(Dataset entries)
-------
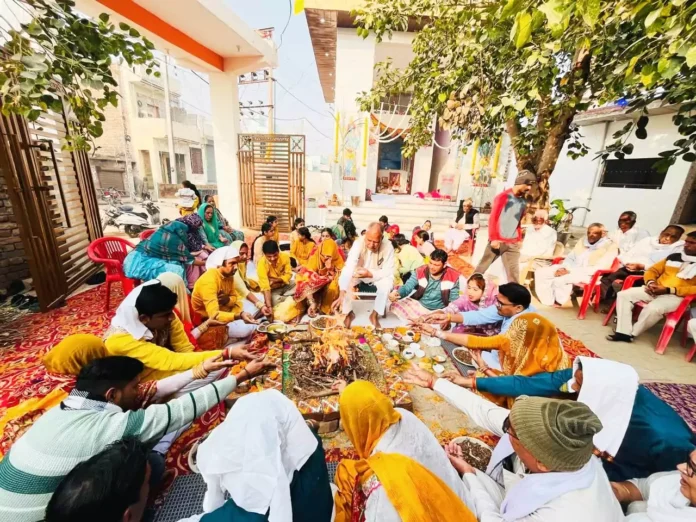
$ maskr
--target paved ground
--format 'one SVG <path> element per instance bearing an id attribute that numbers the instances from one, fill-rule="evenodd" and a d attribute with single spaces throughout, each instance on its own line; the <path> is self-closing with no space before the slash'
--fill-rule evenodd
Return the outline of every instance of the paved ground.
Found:
<path id="1" fill-rule="evenodd" d="M 613 343 L 605 336 L 612 333 L 610 325 L 602 326 L 604 315 L 590 311 L 584 321 L 577 319 L 577 308 L 570 306 L 555 309 L 535 303 L 543 314 L 565 333 L 585 343 L 600 357 L 623 362 L 633 366 L 641 381 L 663 381 L 683 384 L 696 384 L 696 358 L 687 363 L 684 358 L 693 345 L 689 339 L 687 347 L 681 346 L 683 325 L 675 332 L 664 355 L 655 353 L 655 345 L 664 323 L 645 332 L 633 343 Z M 611 324 L 611 323 L 610 323 Z"/>

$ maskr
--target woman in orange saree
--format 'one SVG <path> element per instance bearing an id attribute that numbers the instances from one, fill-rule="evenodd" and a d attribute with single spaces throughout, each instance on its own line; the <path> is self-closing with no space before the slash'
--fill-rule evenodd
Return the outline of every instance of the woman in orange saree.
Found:
<path id="1" fill-rule="evenodd" d="M 295 302 L 298 305 L 309 303 L 309 316 L 319 312 L 331 313 L 333 303 L 340 293 L 338 276 L 343 268 L 343 258 L 339 246 L 333 239 L 325 239 L 303 266 L 295 278 Z"/>

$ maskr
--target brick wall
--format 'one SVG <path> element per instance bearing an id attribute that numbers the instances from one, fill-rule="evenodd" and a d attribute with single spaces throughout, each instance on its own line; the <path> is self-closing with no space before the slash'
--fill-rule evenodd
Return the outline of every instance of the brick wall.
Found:
<path id="1" fill-rule="evenodd" d="M 5 176 L 0 172 L 0 289 L 30 277 L 19 226 L 12 212 Z"/>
-------
Every line in the entries above that mentions the word "woman" must be shown.

--target woman in orange saree
Return the outline of every instance of the woman in orange saree.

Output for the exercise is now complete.